Records from a point labeling set

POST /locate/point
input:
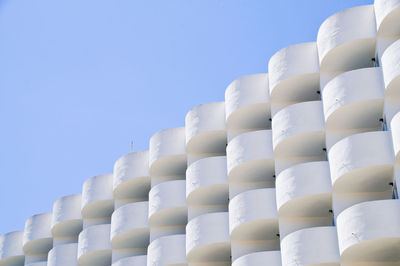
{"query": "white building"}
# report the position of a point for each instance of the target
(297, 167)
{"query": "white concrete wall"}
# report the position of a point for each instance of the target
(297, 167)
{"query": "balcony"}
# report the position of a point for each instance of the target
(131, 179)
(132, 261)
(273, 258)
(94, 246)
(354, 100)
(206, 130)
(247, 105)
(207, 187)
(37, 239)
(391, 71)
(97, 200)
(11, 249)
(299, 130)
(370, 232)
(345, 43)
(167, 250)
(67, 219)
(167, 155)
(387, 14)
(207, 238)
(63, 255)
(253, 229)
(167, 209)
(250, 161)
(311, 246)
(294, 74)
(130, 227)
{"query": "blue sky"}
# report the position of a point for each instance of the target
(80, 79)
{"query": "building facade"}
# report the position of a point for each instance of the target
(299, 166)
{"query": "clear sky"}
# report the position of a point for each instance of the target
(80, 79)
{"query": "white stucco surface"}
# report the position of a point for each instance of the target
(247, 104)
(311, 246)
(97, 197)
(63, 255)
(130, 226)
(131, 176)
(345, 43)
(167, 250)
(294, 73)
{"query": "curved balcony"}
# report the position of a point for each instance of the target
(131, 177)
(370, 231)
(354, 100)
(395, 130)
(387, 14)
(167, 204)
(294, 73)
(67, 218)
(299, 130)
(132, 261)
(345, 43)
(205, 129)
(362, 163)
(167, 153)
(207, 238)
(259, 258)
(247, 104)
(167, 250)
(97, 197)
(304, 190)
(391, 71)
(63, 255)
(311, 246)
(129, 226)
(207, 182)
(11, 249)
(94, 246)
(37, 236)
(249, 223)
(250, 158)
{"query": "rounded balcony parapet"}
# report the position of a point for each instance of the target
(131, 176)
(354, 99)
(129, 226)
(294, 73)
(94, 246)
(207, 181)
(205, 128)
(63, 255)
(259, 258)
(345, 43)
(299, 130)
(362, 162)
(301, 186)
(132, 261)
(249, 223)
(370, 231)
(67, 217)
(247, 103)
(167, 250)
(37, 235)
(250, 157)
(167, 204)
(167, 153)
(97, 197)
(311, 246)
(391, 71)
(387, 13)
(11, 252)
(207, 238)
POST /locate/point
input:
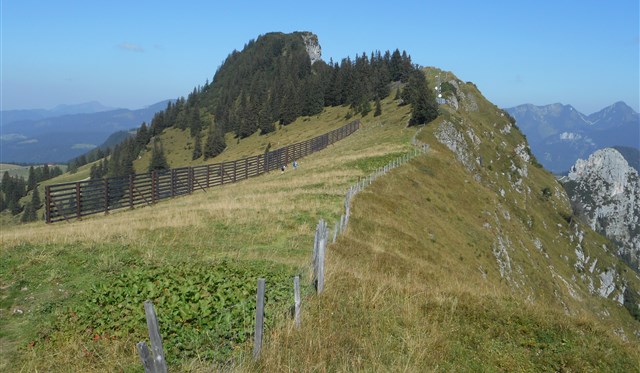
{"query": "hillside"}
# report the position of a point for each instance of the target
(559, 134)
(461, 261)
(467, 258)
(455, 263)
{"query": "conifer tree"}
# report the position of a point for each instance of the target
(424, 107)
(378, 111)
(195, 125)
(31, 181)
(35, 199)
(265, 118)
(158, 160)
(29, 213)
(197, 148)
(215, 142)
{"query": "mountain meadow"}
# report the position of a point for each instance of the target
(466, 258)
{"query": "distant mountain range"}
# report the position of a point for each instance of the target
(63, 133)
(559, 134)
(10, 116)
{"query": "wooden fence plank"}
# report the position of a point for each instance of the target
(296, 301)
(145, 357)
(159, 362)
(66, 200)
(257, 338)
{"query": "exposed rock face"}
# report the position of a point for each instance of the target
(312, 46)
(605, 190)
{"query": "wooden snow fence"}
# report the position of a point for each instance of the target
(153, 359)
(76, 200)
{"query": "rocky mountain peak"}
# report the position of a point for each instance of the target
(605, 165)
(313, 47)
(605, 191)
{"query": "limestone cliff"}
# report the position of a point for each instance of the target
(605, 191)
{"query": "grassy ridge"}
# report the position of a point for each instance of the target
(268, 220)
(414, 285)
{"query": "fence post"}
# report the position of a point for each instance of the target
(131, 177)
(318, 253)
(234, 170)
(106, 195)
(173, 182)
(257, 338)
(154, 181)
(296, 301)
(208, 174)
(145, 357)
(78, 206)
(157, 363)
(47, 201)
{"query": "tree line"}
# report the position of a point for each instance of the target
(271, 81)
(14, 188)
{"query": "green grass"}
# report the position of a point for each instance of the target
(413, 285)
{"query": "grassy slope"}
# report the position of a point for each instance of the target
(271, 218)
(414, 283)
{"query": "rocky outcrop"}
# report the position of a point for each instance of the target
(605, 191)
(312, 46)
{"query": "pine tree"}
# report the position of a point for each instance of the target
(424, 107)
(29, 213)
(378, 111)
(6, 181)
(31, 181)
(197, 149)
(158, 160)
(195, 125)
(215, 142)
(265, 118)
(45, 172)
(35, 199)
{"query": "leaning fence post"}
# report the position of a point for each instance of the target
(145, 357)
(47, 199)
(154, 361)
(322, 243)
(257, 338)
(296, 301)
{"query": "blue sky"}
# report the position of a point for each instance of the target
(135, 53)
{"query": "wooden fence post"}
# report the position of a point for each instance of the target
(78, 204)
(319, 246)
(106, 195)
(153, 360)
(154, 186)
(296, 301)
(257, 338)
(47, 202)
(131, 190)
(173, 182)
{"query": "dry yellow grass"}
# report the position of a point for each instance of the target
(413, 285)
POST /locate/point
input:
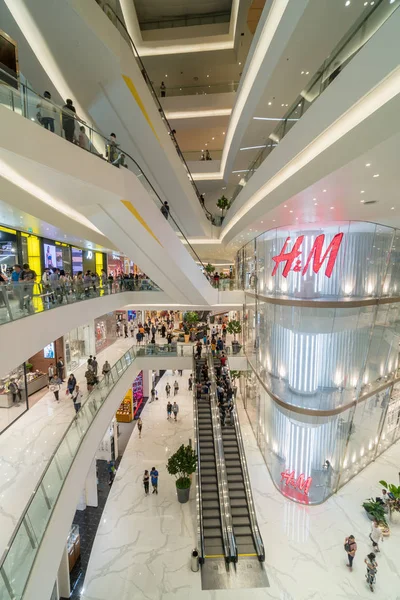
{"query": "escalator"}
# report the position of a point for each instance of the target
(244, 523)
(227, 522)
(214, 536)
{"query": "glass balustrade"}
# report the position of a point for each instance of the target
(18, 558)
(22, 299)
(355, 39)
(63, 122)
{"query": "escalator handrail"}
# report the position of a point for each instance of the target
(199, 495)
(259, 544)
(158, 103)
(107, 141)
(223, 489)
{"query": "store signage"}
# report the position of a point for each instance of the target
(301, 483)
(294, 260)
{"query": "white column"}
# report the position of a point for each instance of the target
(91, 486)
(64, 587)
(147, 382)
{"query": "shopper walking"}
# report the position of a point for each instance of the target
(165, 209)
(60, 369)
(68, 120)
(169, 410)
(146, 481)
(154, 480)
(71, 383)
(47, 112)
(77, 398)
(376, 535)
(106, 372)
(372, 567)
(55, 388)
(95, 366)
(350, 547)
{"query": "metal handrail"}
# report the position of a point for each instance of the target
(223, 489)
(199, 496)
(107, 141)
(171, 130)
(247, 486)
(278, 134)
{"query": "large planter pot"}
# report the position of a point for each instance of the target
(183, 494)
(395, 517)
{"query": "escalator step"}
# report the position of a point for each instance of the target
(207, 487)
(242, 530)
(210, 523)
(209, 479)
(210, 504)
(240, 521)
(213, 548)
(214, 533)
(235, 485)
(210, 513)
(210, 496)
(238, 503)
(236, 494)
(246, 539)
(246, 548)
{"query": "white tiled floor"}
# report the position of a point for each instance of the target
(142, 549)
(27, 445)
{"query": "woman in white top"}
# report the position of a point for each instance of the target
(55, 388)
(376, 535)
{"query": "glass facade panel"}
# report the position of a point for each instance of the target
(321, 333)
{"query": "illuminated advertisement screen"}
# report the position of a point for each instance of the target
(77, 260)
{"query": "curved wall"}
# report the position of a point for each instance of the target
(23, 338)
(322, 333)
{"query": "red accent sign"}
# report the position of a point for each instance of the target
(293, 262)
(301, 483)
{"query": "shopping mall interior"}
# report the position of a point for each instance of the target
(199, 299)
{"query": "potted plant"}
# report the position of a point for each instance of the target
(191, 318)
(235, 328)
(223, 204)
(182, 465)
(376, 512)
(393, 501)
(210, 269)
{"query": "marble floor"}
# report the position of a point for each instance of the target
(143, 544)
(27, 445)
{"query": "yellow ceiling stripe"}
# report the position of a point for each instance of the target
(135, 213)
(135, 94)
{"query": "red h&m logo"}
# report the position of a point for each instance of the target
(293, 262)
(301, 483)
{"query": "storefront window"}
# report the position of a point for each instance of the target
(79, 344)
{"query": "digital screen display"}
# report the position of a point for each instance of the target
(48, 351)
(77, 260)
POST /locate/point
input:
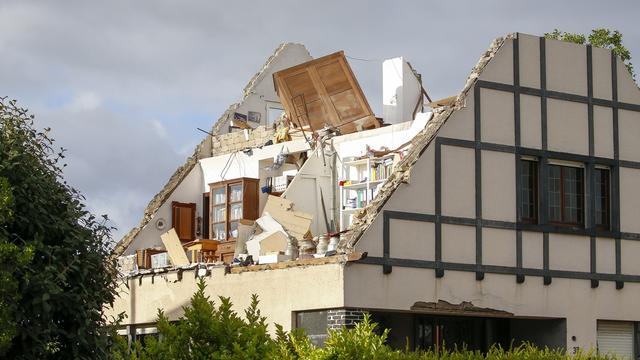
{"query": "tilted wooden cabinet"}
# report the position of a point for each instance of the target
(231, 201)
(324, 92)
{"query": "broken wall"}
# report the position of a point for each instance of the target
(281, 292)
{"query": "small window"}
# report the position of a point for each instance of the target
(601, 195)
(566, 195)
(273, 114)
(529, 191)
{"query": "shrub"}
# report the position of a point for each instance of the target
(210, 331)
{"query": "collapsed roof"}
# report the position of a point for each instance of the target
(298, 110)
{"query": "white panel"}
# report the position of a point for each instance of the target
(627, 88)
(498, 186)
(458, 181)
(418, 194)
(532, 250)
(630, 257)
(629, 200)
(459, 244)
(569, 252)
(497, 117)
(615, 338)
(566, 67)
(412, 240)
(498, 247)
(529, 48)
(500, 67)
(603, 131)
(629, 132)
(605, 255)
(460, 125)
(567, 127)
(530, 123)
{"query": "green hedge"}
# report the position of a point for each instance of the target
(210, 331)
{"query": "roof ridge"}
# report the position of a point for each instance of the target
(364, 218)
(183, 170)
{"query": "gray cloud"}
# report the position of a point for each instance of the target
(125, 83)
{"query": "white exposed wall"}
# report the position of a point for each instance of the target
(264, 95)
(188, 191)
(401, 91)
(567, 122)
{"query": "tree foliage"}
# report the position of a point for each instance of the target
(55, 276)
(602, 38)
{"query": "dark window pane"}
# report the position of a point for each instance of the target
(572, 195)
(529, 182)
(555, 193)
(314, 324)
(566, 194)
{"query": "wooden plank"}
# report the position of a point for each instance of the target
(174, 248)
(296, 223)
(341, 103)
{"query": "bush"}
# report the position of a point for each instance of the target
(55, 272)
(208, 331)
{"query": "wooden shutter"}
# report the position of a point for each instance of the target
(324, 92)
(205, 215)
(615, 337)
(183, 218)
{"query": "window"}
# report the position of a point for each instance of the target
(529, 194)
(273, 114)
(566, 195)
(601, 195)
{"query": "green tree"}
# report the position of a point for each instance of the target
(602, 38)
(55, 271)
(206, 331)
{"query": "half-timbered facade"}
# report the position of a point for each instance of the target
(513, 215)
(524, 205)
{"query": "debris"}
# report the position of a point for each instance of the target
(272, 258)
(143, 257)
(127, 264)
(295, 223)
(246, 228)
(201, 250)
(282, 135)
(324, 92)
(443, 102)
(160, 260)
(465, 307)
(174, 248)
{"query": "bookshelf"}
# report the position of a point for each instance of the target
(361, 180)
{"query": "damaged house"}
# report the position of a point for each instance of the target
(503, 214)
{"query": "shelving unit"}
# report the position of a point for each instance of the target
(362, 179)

...

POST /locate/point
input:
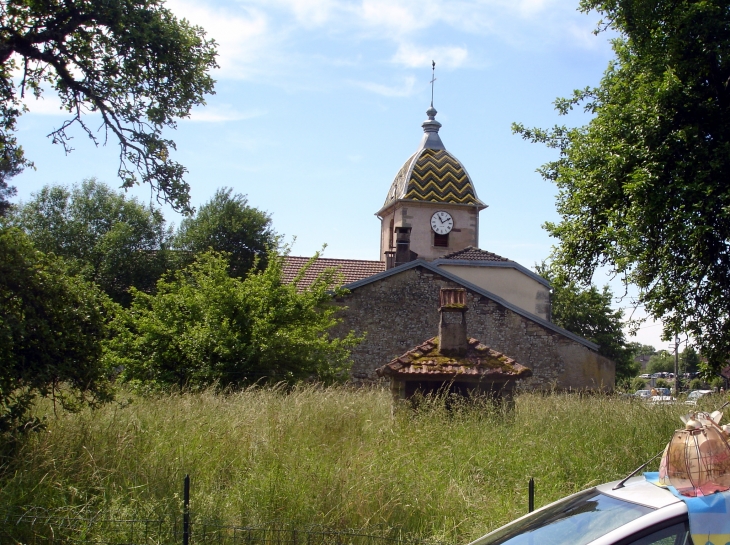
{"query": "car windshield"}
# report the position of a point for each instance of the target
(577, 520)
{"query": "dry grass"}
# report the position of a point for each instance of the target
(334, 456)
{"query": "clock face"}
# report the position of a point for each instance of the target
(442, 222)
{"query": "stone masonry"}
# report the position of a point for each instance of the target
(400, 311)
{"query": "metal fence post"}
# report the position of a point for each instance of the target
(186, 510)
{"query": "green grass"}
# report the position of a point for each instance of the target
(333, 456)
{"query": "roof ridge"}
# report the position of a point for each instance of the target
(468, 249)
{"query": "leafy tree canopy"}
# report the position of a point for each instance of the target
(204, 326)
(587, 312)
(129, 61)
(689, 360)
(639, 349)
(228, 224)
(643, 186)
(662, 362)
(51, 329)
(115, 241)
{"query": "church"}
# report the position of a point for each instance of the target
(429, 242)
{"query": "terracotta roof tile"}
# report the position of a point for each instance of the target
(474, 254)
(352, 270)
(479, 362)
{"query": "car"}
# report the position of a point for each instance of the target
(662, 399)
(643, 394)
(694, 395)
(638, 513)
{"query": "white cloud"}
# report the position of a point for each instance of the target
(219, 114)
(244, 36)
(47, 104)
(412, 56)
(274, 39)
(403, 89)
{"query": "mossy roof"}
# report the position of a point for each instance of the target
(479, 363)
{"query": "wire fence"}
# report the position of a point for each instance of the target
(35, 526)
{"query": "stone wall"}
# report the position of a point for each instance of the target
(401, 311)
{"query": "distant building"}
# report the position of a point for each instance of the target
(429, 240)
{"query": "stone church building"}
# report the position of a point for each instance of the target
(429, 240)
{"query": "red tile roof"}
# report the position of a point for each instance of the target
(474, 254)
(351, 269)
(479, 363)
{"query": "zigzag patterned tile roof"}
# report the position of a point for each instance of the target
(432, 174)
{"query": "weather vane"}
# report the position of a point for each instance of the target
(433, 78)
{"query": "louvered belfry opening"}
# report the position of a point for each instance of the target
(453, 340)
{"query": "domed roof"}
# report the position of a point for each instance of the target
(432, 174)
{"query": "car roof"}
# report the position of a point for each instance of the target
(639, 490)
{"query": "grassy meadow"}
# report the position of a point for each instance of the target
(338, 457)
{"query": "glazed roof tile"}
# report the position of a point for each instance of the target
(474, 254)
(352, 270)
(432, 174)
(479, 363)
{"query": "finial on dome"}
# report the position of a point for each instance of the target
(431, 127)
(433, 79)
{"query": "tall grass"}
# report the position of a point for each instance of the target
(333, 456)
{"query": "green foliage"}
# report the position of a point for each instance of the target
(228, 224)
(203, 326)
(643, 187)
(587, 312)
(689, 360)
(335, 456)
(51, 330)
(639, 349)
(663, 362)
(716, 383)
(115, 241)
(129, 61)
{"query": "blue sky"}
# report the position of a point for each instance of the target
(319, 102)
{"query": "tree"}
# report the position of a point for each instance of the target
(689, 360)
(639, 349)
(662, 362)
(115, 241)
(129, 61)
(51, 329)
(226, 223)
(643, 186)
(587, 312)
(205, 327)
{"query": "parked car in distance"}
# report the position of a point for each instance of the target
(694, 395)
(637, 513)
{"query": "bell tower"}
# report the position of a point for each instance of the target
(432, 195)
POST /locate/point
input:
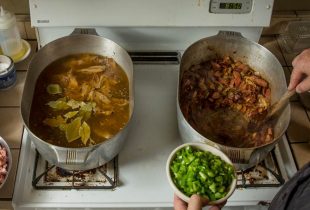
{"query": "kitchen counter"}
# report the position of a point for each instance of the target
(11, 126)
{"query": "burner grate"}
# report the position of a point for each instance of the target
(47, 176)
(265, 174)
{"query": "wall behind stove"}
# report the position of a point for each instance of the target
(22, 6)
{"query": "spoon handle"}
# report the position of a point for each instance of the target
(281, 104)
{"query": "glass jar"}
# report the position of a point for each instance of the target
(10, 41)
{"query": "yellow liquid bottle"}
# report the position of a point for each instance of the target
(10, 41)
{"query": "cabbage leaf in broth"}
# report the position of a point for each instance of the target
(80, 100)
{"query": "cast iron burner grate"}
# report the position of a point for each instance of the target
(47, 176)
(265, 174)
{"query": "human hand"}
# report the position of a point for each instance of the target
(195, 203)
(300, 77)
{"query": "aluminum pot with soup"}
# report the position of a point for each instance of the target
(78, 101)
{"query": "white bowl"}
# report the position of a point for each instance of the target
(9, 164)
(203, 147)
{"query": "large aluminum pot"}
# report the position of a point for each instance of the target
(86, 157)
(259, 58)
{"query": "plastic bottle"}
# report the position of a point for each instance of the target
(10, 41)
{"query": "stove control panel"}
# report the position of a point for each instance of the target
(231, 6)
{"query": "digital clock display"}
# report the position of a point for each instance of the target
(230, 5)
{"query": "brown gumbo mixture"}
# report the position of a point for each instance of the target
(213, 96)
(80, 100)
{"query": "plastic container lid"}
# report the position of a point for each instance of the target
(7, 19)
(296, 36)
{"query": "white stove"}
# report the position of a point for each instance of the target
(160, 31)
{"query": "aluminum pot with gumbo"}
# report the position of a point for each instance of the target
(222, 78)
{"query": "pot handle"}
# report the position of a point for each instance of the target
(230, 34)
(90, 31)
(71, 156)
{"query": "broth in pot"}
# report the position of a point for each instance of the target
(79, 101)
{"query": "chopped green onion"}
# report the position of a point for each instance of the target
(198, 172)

Exercise aim:
How many lines in the records above contain the string "panel", with case counting? Reply with the number alone.

Output for this task:
3